### Stated exercise
Please copy the full listing below line by line, adding 106 to each number in every coordinate pair. Leave out the picture lines.
── Data shown ──
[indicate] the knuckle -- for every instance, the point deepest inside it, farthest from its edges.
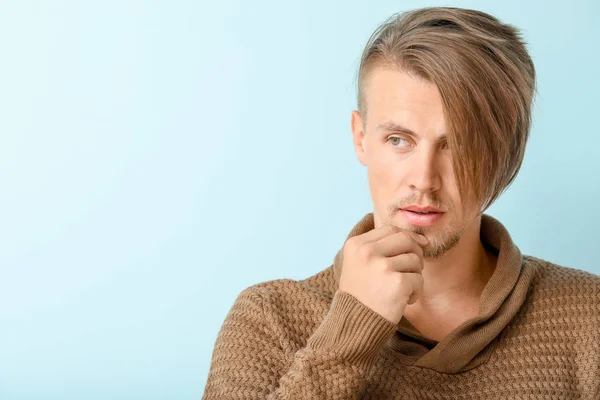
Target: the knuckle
(413, 258)
(365, 251)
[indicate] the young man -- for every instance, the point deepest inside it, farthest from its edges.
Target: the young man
(429, 298)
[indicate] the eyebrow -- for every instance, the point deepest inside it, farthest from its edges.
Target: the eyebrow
(394, 127)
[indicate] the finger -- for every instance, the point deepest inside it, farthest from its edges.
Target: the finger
(408, 263)
(399, 243)
(375, 234)
(416, 283)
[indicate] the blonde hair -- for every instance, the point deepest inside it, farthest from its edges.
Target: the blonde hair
(486, 80)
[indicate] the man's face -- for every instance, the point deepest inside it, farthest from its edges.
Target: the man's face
(408, 161)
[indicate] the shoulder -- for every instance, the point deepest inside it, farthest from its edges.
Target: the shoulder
(549, 275)
(290, 309)
(560, 285)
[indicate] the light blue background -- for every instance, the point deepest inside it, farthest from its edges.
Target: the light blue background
(158, 157)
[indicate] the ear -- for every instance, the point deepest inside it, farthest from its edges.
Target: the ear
(358, 137)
───
### In response
[indicate] the knuckle -- for every instance, the point deepest inside it, farthest from its edges.
Target: the knuckle
(519, 364)
(471, 357)
[indicate] the young man -- for every instance, the point deepest inside it, farthest from its edges.
Target: the young man
(535, 404)
[indicate] the eyebrow -- for every instance, the point deepest inside it, farthest from its edges.
Target: the eyebrow
(500, 233)
[indicate] the finger -- for every instance, the point deepest inside it, farthest from its edges.
Target: the finger
(514, 369)
(505, 349)
(481, 340)
(522, 389)
[indicate] the blonde hair -- for every instance, the point deepest inside it, farthest from its edges.
Target: the blonde hair
(592, 186)
[indicate] the man's face -- for every instance, the point deepest inside it, farthest from its edges.
Target: the man's face
(514, 267)
[indicate] the shoulder -- for every instance, the point deepest inside it, farthest from its edges.
Target: the shoulder
(655, 381)
(396, 415)
(666, 391)
[indicate] the light blue background -- for every instance, the point deepest inside it, farthest from its edges.
Target: the light blue background
(264, 263)
[indicate] the ear -- for every instance, the point deepest inside it, farthest from its edges.
Target: the ear
(464, 243)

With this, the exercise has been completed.